F -Uitvoering is simpeler

Als de bestaande padenstructuur gevolgd wordt is de uitvoering veel simpeler. Als de dicht begroeide oeverstrook moet worden ontdaan van alle houtopstand en grote, oude waardevolle bomen dan moet hier met groot materiaal eerst veel wortelmateriaal worden afgegraven om daarna het traject weer te verhogen met een zandlaag die ook nog geruime tijd moet inklinken. En moet er, als de verhoging er eenmaal is, ook weer veel herplant worden. Als de padenstructuur wordt gevolgd is de aanleg veel simpeler. Ook dan zullen er hier en daar bomen moet wijken, maar slechts een minimale hoeveelheid.

Sommige delen van de oever hebben nu al het karakter van een moerasbos (broekbos) met (deels) omgevallen bomen. En dat is niet erg. Het is een van de kenmerken van een broekbos.

6. Wat is de planning van de dijkverhoging en kap van bomen?

Het Waterschap heeft in november 2024 het besluit genomen om te kiezen voor de oevervariant. Men is nu bezig met de het uitwerken van deze variant die voorjaar 2025 zal worden gepresenteerd aan belanghebbenden en de gemeente Amsterdam. Er zal daarna ook nog een officiële inspraakprocedure volgen. Op https://www.agv.nl/flevopark is de voortgang van het project te volgen. In 2026 zal met de daadwerkelijke uitvoering van het project worden begonnen.

Voor het kapen van de bomen zijn kapvergunningen nodig De bomen zijn eigendom van de gemeente Amsterdam en die zal dus een grote stem hebben bij het toekennen van kapvergunningen. Als er serieuze kansrijke alternatieven mogelijk zijn (en die zijn er ook volgens het Waterschap dat spreekt over drie ‘kansrijke varianten’ waaronder het padentracé) zou de gemeente Amsterdam immers kunnen voorstellen om toch te kiezen voor een variant die minder bomen kost. Volgens de bomendeskundige van de gemeente Amsterdam, met wie wij een wandeling maakten in oktober 2024, hebben de bomen een grote waarde, met onder meer een aantal grote en oude iepen en wilgen. Maar belangrijker is het geheel. Delen van de oever waar de dijk gepland is, hebben een grote waarde als natuurlijk bosperceel dat zich gedurende vele jaren ontwikkeld heeft. Niet alleen staan hier waardevolle bomen, maar het geheel van struiken, lage begroeiing en zaailingen zorgen voor een ecologisch waardevolle zone. Een zone die zich tot in het water uitstrekt op plaatsen waar omgewaaide bomen bij de oevers weer zijn gaan uitschieten. Hij benadrukte dat bij de aanvraag voor een kapvergunning van het gebied het bestuur moet komen met goede, inhoudelijke argumenten waarom er geen alternatieven mogelijk zijn voor het dijkverhogingstracé dat nu de voorkeur heeft van het Waterschap in dit ecologisch waardevolle gebied. Ook voorziet de bomendeskundige problemen met de uitvoering van de verplichtte herplant indien het gaat om grote aantallen te kappen bomen.

----

## VRAGEN
1. Beantwoord de volgende vragen over de tekst over de dijkverhoging.
(a) Wanneer besloot het Waterschap te kiezen voor de oevervariant?
(b) Wat is volgens de tekst een van de kenmerken van een broekbos?
(c) Welke grote en oude bomen noemde de bomendeskundige van de gemeente Amsterdam onder meer?
2. Schrijf uit de tekst over de dijkverhoging alles over vanaf "F -Uitvoering is" tot en met "van een broekbos.".

----

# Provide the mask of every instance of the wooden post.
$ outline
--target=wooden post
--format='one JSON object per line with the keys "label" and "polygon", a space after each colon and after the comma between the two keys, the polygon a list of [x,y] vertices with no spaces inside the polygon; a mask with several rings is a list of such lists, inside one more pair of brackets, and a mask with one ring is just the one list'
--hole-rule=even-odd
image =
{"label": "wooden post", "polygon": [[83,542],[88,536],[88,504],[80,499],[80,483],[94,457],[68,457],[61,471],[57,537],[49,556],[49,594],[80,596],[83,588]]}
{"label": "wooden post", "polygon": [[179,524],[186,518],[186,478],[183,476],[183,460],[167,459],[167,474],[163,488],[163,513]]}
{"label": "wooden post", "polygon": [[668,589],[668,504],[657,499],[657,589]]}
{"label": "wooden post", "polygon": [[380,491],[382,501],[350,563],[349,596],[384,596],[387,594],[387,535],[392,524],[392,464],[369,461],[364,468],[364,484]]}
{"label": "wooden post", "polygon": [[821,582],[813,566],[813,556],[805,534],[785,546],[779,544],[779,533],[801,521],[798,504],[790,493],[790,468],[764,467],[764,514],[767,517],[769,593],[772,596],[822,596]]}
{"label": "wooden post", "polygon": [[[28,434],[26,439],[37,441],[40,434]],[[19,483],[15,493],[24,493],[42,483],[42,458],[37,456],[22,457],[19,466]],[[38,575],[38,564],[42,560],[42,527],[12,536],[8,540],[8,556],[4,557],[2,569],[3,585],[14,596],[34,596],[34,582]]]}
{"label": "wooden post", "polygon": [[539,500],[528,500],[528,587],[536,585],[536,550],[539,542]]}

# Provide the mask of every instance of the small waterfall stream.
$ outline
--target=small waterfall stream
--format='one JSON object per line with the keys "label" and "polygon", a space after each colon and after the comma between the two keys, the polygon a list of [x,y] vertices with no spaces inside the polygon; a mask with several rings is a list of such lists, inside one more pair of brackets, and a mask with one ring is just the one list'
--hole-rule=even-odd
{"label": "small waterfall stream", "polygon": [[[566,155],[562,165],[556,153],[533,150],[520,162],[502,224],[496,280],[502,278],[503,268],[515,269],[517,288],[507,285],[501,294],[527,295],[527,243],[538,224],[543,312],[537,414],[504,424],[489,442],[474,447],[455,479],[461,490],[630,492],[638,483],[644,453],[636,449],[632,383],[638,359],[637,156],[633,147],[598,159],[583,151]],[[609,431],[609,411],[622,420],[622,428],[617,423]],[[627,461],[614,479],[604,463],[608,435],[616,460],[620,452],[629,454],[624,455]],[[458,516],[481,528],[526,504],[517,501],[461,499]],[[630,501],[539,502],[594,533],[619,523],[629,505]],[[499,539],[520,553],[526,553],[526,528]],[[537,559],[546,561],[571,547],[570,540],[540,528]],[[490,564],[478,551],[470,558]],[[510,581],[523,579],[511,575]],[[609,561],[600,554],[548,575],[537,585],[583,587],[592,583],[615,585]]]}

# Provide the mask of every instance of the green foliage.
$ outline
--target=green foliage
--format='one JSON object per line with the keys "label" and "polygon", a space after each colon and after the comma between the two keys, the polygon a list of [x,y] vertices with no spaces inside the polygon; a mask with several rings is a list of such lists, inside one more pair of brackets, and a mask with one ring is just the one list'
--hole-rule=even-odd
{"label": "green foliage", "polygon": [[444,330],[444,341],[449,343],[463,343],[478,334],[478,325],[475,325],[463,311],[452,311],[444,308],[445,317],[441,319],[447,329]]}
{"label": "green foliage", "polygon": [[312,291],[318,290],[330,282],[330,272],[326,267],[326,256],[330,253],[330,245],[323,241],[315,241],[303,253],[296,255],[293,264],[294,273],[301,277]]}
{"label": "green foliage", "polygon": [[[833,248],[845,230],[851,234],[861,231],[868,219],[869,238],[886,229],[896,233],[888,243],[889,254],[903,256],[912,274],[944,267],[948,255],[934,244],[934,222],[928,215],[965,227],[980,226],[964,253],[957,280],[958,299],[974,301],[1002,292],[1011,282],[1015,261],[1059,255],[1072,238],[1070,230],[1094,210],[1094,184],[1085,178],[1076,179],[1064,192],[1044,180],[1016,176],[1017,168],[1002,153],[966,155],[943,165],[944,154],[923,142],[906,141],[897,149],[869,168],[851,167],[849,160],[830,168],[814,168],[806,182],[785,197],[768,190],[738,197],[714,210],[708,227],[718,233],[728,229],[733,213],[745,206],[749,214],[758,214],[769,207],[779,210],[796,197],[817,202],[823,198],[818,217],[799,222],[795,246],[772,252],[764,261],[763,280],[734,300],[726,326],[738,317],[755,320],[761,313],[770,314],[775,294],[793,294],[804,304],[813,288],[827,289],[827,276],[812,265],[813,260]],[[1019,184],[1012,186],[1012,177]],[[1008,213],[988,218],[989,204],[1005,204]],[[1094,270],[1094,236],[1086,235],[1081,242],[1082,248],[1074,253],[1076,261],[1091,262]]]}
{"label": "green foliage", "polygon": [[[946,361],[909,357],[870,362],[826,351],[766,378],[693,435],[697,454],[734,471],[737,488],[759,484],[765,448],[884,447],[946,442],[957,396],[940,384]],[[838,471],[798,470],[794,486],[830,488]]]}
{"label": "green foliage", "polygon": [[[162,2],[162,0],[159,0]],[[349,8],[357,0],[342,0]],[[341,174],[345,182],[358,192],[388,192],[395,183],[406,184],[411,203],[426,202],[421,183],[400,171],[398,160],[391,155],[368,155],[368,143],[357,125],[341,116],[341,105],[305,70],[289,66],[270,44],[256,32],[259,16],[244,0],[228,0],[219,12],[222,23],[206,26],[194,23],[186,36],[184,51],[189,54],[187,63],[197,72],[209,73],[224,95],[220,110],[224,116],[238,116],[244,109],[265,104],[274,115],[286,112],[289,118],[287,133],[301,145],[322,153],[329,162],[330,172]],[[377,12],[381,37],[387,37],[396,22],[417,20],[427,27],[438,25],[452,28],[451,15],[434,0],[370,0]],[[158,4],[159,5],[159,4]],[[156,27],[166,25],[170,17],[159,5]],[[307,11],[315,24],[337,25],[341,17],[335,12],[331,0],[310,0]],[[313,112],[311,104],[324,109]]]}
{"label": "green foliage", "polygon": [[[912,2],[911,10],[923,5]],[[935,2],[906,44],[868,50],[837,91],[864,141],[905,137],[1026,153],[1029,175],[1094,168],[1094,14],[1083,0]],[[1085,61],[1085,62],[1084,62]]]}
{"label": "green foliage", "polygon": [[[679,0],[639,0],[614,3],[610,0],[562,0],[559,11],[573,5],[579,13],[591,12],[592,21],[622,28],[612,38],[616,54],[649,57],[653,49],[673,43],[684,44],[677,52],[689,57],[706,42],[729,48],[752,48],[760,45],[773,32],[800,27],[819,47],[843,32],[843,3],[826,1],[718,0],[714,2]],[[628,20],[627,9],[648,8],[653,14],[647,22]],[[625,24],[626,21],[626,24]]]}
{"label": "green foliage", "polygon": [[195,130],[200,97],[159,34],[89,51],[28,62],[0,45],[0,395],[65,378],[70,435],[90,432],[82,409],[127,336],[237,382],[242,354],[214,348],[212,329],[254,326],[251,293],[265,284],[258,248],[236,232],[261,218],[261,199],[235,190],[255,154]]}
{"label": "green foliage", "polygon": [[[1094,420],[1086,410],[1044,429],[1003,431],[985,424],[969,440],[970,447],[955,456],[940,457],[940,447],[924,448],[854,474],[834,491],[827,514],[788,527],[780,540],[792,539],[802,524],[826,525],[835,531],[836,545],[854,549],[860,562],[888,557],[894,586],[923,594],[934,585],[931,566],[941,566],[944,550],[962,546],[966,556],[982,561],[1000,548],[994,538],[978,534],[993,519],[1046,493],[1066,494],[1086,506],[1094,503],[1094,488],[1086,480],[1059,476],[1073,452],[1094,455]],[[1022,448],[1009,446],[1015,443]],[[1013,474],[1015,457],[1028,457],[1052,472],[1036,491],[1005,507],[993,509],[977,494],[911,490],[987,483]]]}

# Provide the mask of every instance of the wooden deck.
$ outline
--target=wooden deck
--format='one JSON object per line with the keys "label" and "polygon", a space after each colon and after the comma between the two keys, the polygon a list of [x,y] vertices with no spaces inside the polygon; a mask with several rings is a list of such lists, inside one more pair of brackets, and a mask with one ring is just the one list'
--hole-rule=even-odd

----

## ANTWOORDEN PER OPDRACHT
1.
(a) In november 2024.
(b) (Deels) omgevallen bomen.
(c) Iepen en wilgen.

2.
F -Uitvoering is simpeler

Als de bestaande padenstructuur gevolgd wordt is de uitvoering veel simpeler. Als de dicht begroeide oeverstrook moet worden ontdaan van alle houtopstand en grote, oude waardevolle bomen dan moet hier met groot materiaal eerst veel wortelmateriaal worden afgegraven om daarna het traject weer te verhogen met een zandlaag die ook nog geruime tijd moet inklinken. En moet er, als de verhoging er eenmaal is, ook weer veel herplant worden. Als de padenstructuur wordt gevolgd is de aanleg veel simpeler. Ook dan zullen er hier en daar bomen moet wijken, maar slechts een minimale hoeveelheid.

Sommige delen van de oever hebben nu al het karakter van een moerasbos (broekbos) met (deels) omgevallen bomen. En dat is niet erg. Het is een van de kenmerken van een broekbos.